Lobello v New York Cent. Mut. Fire Ins. Co.

Supreme Court, Appellate Division, Fourth Department, New YorkJuly 7, 2017152 A.D.3d 120658 N.Y.S.3d 842

New York Official Reports
152 A.D.3d 1206, 58 N.Y.S.3d 842, 2017 N.Y. Slip Op. 05543
*1 Jamie Lobello, Appellant,
New York Central Mutual Fire Insurance Company, Respondent.
Supreme Court, Appellate Division, Fourth Department, New York
16-01929, 832
July 7, 2017
CITE TITLE AS: Lobello v New York Cent. Mut. Fire Ins. Co.
Costello, Cooney & Fearon, PLLC, Camillus (Megan E. Grimsley of counsel), for plaintiff-appellant.
Law Office of Keith D. Miller, Liverpool (Keith D. Miller of counsel), for defendant-respondent.
Appeal from an order of the Supreme Court, Oswego County (Norman W. Seiter, Jr., J.), entered December 21, 2015. The order, inter alia, granted in part the cross motion of defendant for summary judgment.

* [Material shown]
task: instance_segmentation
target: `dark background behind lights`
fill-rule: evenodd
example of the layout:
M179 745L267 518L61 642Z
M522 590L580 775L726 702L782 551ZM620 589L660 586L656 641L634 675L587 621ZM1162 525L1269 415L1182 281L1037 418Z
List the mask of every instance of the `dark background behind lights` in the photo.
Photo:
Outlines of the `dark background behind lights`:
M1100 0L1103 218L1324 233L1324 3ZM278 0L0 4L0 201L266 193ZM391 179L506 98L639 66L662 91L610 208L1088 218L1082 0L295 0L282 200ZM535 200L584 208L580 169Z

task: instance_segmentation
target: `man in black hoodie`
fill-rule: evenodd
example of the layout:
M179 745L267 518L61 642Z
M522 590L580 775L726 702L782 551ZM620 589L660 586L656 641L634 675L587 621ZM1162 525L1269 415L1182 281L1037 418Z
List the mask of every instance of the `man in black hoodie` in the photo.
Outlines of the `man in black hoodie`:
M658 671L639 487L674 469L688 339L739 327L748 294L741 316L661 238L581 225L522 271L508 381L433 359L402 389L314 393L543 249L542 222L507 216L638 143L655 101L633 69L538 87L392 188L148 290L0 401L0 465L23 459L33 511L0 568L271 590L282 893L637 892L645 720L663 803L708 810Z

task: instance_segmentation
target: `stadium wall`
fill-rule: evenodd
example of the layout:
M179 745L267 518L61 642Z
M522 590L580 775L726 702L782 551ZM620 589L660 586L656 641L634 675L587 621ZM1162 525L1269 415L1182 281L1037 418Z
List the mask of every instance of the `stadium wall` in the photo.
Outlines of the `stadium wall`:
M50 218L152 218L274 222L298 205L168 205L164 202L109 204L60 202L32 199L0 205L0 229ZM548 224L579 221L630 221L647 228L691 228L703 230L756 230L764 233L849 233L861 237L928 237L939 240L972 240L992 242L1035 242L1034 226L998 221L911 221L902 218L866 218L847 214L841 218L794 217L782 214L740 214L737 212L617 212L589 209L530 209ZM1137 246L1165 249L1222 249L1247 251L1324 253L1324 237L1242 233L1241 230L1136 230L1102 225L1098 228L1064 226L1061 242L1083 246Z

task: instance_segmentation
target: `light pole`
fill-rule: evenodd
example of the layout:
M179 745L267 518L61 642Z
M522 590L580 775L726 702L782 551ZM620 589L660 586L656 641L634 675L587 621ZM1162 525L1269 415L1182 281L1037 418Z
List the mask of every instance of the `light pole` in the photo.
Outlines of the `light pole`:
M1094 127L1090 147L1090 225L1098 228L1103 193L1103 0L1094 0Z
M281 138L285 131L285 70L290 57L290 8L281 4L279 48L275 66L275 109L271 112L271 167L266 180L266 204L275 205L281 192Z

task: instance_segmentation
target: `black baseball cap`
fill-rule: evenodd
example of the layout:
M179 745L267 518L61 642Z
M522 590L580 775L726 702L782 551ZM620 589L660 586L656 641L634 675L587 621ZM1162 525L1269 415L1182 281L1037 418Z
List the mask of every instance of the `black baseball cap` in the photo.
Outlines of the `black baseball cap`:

* [Problem statement] Name every individual person who appears in the case header, listing each only once.

* [Output for this exercise]
Jamie Lobello
Megan E. Grimsley
Keith D. Miller
Norman W. Seiter, Jr.